» EXERCISE REQUIREMENTS
Lines from the one containing "Guideline: one keypoint for each instance of the window pane" through the last line of the data are to be repeated word for word, both ends included.

» INFORMATION SUPPLIED
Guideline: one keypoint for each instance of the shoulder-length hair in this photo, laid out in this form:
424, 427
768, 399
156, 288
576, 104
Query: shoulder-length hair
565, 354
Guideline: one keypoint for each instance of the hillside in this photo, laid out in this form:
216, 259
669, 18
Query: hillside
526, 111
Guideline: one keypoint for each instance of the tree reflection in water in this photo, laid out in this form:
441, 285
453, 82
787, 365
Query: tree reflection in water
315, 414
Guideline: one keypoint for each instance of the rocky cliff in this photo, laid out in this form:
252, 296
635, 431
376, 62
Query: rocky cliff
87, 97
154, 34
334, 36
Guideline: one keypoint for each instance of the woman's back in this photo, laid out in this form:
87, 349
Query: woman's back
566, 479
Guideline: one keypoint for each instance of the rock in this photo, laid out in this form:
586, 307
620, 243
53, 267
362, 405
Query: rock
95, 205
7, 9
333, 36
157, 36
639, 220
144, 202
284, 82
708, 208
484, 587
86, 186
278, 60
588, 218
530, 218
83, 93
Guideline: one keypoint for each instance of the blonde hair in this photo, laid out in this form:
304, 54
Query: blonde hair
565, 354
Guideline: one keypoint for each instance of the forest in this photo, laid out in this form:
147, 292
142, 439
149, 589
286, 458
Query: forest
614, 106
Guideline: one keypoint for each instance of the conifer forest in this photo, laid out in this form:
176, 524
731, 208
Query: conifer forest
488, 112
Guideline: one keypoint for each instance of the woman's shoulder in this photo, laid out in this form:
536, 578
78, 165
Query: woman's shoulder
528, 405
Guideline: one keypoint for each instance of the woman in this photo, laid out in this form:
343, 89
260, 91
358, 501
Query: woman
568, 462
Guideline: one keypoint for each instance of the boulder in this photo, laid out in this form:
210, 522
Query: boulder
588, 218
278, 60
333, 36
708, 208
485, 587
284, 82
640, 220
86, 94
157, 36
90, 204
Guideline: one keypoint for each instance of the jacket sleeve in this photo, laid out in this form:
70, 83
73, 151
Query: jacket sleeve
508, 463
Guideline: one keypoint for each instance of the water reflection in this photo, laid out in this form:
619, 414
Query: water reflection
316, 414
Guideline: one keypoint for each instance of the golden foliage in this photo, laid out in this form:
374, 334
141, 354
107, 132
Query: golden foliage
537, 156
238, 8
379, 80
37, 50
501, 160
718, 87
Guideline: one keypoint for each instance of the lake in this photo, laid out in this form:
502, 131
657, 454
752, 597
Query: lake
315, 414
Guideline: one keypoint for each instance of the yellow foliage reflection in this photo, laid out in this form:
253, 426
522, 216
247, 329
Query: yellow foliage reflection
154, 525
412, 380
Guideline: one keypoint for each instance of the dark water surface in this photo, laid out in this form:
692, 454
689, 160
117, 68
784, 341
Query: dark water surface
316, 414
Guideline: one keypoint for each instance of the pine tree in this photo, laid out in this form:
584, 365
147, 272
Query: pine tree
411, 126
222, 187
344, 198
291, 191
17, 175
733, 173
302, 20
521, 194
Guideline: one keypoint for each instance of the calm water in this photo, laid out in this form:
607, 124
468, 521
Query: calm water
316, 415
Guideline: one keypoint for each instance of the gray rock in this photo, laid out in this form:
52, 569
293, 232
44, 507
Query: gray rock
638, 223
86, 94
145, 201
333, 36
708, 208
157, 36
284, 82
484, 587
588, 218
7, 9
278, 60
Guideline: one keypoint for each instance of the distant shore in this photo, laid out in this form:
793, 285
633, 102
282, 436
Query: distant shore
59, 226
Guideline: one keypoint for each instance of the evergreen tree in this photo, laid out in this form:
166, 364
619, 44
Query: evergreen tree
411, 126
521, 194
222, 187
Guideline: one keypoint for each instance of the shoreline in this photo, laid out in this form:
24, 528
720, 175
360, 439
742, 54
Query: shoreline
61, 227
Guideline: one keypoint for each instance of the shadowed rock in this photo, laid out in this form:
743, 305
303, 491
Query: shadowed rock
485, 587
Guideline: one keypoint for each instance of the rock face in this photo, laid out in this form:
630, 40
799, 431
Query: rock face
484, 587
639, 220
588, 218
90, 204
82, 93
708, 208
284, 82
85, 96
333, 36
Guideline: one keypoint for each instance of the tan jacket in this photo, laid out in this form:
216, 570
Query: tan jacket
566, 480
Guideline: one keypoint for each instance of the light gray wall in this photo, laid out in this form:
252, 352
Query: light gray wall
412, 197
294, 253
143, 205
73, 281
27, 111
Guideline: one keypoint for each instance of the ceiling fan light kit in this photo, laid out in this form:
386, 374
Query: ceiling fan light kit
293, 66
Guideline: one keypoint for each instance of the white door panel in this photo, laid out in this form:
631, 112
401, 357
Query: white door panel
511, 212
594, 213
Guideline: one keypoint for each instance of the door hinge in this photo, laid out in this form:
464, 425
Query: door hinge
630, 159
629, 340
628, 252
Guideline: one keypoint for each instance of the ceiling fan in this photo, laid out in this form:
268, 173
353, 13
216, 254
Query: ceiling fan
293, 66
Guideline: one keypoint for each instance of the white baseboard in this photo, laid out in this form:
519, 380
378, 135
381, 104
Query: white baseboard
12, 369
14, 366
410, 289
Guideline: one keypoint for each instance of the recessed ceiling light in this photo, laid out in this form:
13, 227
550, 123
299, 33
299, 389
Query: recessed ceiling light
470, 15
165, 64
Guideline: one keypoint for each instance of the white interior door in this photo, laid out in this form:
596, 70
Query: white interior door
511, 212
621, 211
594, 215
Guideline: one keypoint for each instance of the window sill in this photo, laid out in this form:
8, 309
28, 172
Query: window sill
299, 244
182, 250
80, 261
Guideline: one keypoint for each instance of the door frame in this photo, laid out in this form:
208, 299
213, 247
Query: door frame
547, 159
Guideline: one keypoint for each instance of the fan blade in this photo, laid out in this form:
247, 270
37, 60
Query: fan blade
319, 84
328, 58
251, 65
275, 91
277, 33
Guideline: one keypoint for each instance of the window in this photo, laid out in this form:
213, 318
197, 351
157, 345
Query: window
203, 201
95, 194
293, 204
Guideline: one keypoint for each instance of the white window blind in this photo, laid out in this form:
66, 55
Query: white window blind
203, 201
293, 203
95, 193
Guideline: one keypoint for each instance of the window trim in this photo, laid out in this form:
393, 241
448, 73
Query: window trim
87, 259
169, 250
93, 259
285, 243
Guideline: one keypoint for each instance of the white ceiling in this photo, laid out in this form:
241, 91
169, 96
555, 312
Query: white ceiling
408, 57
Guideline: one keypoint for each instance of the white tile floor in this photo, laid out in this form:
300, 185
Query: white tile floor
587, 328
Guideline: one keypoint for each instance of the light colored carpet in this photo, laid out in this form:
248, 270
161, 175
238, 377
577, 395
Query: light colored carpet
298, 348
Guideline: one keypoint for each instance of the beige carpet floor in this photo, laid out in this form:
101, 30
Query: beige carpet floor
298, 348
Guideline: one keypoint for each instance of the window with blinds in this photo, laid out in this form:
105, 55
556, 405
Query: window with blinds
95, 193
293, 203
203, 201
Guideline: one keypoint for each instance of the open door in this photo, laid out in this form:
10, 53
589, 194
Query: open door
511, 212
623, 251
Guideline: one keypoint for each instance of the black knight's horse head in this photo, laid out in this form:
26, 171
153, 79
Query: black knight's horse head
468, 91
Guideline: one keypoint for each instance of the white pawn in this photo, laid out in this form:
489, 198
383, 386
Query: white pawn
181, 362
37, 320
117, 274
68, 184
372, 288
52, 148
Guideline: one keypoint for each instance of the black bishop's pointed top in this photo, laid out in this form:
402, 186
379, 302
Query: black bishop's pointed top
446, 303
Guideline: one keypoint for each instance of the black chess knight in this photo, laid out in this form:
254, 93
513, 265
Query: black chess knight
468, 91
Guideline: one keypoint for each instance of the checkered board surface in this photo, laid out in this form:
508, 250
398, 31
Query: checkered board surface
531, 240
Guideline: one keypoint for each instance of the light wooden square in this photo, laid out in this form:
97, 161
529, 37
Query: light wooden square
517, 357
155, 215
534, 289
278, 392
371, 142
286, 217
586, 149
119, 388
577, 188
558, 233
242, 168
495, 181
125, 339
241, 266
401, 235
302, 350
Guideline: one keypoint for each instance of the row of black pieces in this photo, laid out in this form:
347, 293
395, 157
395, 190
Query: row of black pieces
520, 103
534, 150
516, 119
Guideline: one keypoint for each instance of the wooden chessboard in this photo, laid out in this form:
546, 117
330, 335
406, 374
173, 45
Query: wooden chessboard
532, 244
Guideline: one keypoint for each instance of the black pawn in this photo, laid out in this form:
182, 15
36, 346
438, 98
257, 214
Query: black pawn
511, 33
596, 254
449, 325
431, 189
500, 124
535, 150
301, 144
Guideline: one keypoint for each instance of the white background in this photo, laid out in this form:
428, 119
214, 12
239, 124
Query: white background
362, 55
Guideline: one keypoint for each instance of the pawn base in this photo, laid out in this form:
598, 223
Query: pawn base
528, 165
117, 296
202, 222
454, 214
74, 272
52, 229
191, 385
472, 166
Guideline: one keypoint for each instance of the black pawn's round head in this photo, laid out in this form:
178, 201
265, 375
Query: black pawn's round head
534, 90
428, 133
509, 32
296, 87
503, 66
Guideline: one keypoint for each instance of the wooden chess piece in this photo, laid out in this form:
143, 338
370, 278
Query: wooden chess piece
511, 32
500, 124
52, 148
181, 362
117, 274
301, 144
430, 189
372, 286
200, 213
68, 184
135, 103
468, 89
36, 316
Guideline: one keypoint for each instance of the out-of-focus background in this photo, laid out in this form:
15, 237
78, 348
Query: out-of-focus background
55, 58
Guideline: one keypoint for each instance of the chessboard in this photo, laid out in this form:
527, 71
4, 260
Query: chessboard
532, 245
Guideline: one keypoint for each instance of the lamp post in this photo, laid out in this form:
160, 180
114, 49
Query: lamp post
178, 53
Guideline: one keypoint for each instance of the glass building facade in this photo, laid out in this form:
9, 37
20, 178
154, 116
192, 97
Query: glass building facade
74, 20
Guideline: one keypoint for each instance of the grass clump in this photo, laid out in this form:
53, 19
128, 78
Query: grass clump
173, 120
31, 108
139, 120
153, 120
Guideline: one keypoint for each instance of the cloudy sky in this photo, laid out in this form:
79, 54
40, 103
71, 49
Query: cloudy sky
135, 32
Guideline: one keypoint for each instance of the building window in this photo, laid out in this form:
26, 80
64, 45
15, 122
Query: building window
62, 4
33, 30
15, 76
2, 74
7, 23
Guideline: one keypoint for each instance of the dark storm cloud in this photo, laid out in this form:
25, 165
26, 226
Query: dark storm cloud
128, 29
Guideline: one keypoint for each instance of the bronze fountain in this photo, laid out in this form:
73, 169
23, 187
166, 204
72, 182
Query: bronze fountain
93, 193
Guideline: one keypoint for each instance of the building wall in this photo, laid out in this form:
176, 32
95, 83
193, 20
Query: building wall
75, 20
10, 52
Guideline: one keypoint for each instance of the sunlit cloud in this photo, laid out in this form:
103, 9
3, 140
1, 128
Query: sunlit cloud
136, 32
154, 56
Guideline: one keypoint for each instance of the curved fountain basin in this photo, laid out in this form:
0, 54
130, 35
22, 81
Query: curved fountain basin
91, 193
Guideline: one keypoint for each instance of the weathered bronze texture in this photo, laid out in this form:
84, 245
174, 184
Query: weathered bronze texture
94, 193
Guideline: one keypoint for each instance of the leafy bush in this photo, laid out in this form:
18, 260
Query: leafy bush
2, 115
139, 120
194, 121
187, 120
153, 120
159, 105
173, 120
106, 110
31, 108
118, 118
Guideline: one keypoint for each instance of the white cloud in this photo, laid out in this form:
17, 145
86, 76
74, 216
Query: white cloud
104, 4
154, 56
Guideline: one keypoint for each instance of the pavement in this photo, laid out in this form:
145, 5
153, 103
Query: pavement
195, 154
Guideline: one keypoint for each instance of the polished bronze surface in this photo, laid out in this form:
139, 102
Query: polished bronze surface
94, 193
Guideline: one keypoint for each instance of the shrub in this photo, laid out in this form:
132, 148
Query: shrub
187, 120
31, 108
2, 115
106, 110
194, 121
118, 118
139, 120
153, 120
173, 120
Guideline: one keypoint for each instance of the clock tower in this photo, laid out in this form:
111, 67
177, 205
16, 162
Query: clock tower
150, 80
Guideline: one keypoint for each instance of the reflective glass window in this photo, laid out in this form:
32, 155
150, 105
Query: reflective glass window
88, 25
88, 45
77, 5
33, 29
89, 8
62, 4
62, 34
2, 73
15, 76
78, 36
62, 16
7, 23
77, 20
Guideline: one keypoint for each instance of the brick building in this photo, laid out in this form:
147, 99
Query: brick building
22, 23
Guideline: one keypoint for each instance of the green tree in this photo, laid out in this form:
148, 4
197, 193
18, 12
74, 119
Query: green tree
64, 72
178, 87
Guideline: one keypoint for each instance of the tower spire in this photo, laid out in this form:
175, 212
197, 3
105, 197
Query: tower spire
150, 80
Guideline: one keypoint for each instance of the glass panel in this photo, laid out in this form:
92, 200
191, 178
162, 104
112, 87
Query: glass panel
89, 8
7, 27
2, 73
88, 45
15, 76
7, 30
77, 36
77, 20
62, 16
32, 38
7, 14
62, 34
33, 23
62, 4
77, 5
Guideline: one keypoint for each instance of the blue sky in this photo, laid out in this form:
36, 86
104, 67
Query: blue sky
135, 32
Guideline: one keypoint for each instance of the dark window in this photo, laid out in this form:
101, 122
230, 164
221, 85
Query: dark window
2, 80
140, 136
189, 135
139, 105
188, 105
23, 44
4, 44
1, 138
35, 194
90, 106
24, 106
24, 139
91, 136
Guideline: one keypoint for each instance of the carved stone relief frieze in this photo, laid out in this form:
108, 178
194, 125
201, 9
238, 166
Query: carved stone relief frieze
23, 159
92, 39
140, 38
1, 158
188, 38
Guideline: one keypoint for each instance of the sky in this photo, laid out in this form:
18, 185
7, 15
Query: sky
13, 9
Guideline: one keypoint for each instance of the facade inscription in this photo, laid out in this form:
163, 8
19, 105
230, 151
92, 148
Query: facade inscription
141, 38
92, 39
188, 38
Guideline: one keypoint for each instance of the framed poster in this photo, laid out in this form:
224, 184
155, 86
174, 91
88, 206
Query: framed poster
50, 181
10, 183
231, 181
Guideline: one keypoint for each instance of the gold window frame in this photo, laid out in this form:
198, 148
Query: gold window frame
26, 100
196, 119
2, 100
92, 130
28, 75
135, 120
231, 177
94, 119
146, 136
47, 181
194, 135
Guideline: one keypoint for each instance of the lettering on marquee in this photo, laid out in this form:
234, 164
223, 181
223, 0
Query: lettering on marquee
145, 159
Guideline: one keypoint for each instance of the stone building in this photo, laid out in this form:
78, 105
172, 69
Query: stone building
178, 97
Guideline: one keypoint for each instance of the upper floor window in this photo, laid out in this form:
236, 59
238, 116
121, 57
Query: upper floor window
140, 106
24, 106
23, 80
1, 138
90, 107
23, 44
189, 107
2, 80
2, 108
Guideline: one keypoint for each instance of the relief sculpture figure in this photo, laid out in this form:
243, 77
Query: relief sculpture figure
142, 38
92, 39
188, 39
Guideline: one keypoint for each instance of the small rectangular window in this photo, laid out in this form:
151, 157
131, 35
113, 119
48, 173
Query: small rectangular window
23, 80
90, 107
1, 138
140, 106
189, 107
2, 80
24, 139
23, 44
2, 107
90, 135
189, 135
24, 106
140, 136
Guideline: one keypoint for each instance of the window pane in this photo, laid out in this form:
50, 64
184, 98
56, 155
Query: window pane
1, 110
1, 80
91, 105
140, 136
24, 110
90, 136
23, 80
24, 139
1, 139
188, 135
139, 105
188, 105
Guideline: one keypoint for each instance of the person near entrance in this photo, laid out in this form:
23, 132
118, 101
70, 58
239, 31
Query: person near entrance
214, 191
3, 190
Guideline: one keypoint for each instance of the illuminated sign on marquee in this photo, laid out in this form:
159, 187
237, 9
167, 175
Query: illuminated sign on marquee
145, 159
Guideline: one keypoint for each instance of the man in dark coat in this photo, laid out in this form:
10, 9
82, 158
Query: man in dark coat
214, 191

» SOLUTION TO THIS PROBLEM
Guideline: one keypoint for each instance of the window pane in this photo, laid out in this form:
50, 64
184, 98
56, 155
Query: window pane
1, 110
1, 80
91, 105
140, 136
24, 110
90, 136
23, 80
24, 139
1, 139
188, 135
139, 105
188, 105
Guideline: one keypoint for each instance of the person near entrance in this photo, laid out in this form:
23, 132
118, 101
70, 58
239, 31
Query: person near entrance
214, 191
3, 190
Guideline: one keypoint for each instance of the illuminated sign on marquee in this photo, laid out in this form:
159, 187
237, 9
167, 175
Query: illuminated sign on marquee
145, 159
Guideline: one keypoint for each instance of the man in dark coat in this photo, laid out in this form:
10, 9
82, 158
Query: man in dark coat
214, 191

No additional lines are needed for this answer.